[Labeled region records]
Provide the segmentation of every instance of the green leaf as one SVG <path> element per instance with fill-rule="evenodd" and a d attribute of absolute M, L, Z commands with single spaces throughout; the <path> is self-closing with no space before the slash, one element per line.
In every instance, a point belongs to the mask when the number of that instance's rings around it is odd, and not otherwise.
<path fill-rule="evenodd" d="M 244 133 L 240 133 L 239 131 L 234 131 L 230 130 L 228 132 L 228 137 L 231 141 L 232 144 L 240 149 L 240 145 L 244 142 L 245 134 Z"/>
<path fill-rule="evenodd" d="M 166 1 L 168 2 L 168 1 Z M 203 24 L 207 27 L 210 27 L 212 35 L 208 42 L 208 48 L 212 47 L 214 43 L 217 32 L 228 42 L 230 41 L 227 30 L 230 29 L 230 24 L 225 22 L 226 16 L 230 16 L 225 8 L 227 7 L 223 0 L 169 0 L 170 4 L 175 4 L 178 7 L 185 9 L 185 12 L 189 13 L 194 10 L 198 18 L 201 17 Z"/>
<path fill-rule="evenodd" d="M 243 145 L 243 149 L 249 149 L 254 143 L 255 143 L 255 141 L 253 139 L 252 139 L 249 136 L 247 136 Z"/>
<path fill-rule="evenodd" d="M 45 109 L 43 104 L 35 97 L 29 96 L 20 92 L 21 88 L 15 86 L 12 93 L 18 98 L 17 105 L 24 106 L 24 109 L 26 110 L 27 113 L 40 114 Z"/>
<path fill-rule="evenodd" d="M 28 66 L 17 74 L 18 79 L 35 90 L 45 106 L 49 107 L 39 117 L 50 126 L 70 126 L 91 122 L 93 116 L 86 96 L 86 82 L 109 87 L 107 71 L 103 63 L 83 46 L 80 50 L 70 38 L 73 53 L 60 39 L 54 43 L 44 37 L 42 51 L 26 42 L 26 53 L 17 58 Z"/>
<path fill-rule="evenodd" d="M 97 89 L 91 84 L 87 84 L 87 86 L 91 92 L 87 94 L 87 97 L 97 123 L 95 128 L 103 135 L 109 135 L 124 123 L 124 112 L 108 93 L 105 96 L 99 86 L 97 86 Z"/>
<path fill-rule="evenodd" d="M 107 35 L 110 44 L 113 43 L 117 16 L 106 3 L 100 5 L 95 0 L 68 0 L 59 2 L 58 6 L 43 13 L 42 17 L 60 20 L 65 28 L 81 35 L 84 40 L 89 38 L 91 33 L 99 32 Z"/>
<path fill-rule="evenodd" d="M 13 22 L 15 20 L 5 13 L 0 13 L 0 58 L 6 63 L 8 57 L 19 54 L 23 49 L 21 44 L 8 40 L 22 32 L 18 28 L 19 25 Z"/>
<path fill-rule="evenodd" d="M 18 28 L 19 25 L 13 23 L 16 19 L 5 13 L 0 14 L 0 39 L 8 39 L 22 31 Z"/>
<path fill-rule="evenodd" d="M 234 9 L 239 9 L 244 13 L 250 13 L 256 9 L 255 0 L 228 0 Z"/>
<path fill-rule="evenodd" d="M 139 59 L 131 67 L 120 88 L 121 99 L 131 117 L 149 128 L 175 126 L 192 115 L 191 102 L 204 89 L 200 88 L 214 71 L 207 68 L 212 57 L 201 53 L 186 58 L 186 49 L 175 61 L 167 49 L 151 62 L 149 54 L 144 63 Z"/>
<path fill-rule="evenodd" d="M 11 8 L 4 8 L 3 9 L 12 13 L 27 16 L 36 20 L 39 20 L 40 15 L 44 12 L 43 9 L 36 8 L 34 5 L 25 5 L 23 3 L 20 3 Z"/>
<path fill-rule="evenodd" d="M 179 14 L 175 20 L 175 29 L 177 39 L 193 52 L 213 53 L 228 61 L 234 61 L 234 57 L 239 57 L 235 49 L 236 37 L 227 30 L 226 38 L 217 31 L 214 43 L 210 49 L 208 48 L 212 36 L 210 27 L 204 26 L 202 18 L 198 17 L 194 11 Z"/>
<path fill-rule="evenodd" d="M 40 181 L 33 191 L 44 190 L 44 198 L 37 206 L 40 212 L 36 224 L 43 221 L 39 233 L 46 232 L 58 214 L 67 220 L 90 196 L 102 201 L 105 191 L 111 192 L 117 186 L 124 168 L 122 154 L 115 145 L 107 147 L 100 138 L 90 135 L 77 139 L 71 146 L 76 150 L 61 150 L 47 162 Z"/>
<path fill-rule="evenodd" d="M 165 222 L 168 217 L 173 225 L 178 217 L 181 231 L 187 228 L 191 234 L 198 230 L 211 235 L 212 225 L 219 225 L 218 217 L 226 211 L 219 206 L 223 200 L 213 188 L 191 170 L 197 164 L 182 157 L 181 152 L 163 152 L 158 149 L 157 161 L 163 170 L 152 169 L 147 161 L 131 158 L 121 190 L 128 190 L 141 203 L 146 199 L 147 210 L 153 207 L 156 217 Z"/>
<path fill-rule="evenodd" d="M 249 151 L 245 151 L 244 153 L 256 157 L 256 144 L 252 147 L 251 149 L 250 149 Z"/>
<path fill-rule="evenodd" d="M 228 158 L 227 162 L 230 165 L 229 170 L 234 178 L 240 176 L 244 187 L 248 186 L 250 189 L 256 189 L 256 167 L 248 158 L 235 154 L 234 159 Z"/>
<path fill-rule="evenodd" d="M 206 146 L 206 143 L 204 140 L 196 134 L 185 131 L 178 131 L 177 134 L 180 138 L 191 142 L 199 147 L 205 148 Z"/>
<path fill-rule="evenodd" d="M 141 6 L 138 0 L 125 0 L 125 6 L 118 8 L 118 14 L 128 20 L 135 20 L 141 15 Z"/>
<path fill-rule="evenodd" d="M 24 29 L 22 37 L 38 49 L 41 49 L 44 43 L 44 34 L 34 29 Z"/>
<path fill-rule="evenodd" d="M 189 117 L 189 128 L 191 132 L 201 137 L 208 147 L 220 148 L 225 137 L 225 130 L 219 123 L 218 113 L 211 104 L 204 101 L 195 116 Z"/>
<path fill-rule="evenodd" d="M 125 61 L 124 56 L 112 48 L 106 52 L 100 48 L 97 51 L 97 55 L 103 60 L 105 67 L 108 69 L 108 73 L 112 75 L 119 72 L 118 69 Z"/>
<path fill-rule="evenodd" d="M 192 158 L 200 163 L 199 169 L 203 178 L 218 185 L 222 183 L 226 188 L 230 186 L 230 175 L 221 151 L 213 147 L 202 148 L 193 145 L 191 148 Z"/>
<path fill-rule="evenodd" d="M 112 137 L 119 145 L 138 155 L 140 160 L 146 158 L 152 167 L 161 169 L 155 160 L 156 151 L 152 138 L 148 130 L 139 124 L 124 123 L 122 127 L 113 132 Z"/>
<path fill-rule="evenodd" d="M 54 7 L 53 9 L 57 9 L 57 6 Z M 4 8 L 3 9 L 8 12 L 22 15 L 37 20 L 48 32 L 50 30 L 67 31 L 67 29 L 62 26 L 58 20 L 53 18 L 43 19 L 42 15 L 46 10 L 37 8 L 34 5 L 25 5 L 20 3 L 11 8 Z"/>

= Exercise instructions =
Rewrite all of the items above as a numbered list, leaving out any blank lines.

= Exercise result =
1. Provide the segmentation of every instance of the green leaf as one SVG <path> element per instance with fill-rule="evenodd" and a d attribute of absolute M, L, Z commands with single spaces throughout; the <path> is self-closing with no space before the slash, one element per line.
2. In every instance, a point belongs to the mask when the number of that instance's rings around it is odd, and not otherwise.
3. <path fill-rule="evenodd" d="M 244 133 L 240 133 L 239 131 L 234 131 L 230 130 L 228 132 L 228 137 L 231 141 L 232 144 L 240 149 L 240 145 L 244 142 L 245 134 Z"/>
4. <path fill-rule="evenodd" d="M 166 1 L 168 2 L 168 1 Z M 203 24 L 207 27 L 210 27 L 212 35 L 208 42 L 208 48 L 212 47 L 214 43 L 217 32 L 228 42 L 230 41 L 227 30 L 230 29 L 230 24 L 225 22 L 226 16 L 230 16 L 225 8 L 227 7 L 223 0 L 169 0 L 170 4 L 175 4 L 178 7 L 185 9 L 185 12 L 189 13 L 194 10 L 198 18 L 201 17 Z"/>
5. <path fill-rule="evenodd" d="M 243 145 L 243 149 L 249 149 L 254 143 L 255 143 L 255 141 L 253 139 L 252 139 L 249 136 L 247 136 Z"/>
6. <path fill-rule="evenodd" d="M 45 109 L 43 104 L 35 97 L 29 96 L 20 92 L 21 88 L 15 86 L 12 93 L 18 98 L 17 105 L 24 106 L 24 109 L 26 110 L 27 113 L 40 114 Z"/>
7. <path fill-rule="evenodd" d="M 28 66 L 17 74 L 18 79 L 35 90 L 45 106 L 49 107 L 39 117 L 50 126 L 70 126 L 91 122 L 93 116 L 86 96 L 86 82 L 109 87 L 107 71 L 103 63 L 83 46 L 80 50 L 70 38 L 73 53 L 60 39 L 54 43 L 44 37 L 42 51 L 26 42 L 26 53 L 17 58 Z"/>
8. <path fill-rule="evenodd" d="M 97 89 L 91 84 L 87 84 L 87 86 L 91 92 L 87 94 L 87 97 L 97 123 L 95 128 L 103 135 L 109 135 L 124 123 L 124 112 L 108 93 L 105 96 L 99 86 L 97 86 Z"/>
9. <path fill-rule="evenodd" d="M 107 35 L 110 44 L 113 43 L 117 16 L 106 3 L 100 5 L 95 0 L 68 0 L 59 2 L 58 6 L 43 13 L 42 17 L 60 20 L 65 28 L 81 35 L 84 40 L 89 38 L 91 33 L 99 32 Z"/>
10. <path fill-rule="evenodd" d="M 13 22 L 15 20 L 5 13 L 0 13 L 0 58 L 6 63 L 8 57 L 19 54 L 23 49 L 21 44 L 8 40 L 22 32 L 18 28 L 19 25 Z"/>
11. <path fill-rule="evenodd" d="M 18 28 L 19 25 L 13 23 L 16 19 L 5 13 L 0 14 L 0 39 L 8 39 L 22 31 Z"/>
12. <path fill-rule="evenodd" d="M 234 9 L 239 9 L 244 13 L 250 13 L 256 9 L 255 0 L 228 0 Z"/>
13. <path fill-rule="evenodd" d="M 139 59 L 131 67 L 120 88 L 121 99 L 131 117 L 149 128 L 175 126 L 192 115 L 191 102 L 204 89 L 200 88 L 214 71 L 207 68 L 212 57 L 201 53 L 186 58 L 186 49 L 175 61 L 167 49 L 151 62 L 149 54 L 144 63 Z"/>
14. <path fill-rule="evenodd" d="M 11 8 L 4 8 L 3 9 L 12 13 L 27 16 L 36 20 L 39 20 L 40 15 L 44 12 L 43 9 L 36 8 L 34 5 L 25 5 L 23 3 L 20 3 Z"/>
15. <path fill-rule="evenodd" d="M 179 14 L 175 20 L 175 29 L 177 39 L 193 52 L 213 53 L 228 61 L 234 61 L 234 57 L 239 57 L 235 49 L 236 37 L 227 30 L 226 38 L 217 31 L 214 43 L 210 49 L 208 48 L 212 36 L 210 27 L 204 26 L 202 18 L 198 17 L 194 11 Z"/>
16. <path fill-rule="evenodd" d="M 40 181 L 33 191 L 44 190 L 44 198 L 37 206 L 40 212 L 36 224 L 43 221 L 39 233 L 46 232 L 58 214 L 67 220 L 90 196 L 102 201 L 105 191 L 111 192 L 117 186 L 124 168 L 122 154 L 115 145 L 107 147 L 100 138 L 90 135 L 77 139 L 71 146 L 76 150 L 61 150 L 47 162 Z"/>
17. <path fill-rule="evenodd" d="M 165 222 L 168 217 L 173 225 L 178 217 L 181 231 L 187 228 L 191 234 L 198 230 L 211 235 L 212 225 L 219 225 L 218 217 L 226 211 L 219 206 L 223 200 L 213 188 L 191 170 L 197 164 L 182 157 L 181 152 L 163 152 L 158 149 L 157 161 L 163 170 L 152 169 L 147 161 L 131 158 L 121 190 L 128 190 L 141 203 L 146 199 L 147 210 L 153 207 L 156 217 Z"/>
18. <path fill-rule="evenodd" d="M 249 151 L 245 151 L 244 153 L 256 157 L 256 144 L 252 147 L 251 149 L 250 149 Z"/>
19. <path fill-rule="evenodd" d="M 228 158 L 227 162 L 230 165 L 229 170 L 234 178 L 240 176 L 244 187 L 248 186 L 250 189 L 256 189 L 256 167 L 248 158 L 235 154 L 234 159 Z"/>
20. <path fill-rule="evenodd" d="M 206 146 L 206 143 L 204 140 L 196 134 L 185 131 L 178 131 L 177 134 L 180 138 L 191 142 L 199 147 L 205 148 Z"/>
21. <path fill-rule="evenodd" d="M 141 6 L 138 0 L 125 0 L 125 6 L 118 8 L 118 14 L 128 20 L 135 20 L 141 15 Z"/>
22. <path fill-rule="evenodd" d="M 24 29 L 22 37 L 38 49 L 41 49 L 44 43 L 44 34 L 34 29 Z"/>
23. <path fill-rule="evenodd" d="M 189 117 L 189 128 L 191 132 L 201 137 L 208 147 L 220 148 L 225 137 L 225 130 L 219 123 L 218 113 L 211 104 L 204 101 L 195 116 Z"/>
24. <path fill-rule="evenodd" d="M 125 61 L 124 56 L 112 48 L 106 52 L 100 48 L 97 51 L 97 55 L 103 60 L 105 67 L 108 69 L 108 73 L 112 75 L 119 72 L 118 69 Z"/>
25. <path fill-rule="evenodd" d="M 192 158 L 200 163 L 199 169 L 203 178 L 218 185 L 222 183 L 226 188 L 230 186 L 230 175 L 221 151 L 213 147 L 202 148 L 193 145 L 191 148 Z"/>
26. <path fill-rule="evenodd" d="M 112 137 L 119 145 L 138 155 L 140 160 L 146 158 L 152 167 L 161 169 L 155 160 L 156 151 L 152 138 L 148 130 L 139 124 L 124 123 L 122 127 L 113 132 Z"/>
27. <path fill-rule="evenodd" d="M 54 7 L 53 9 L 57 9 L 57 6 Z M 4 8 L 3 9 L 8 12 L 22 15 L 37 20 L 48 32 L 50 30 L 67 31 L 67 29 L 62 26 L 58 20 L 53 18 L 43 19 L 42 15 L 46 10 L 37 8 L 34 5 L 25 5 L 20 3 L 11 8 Z"/>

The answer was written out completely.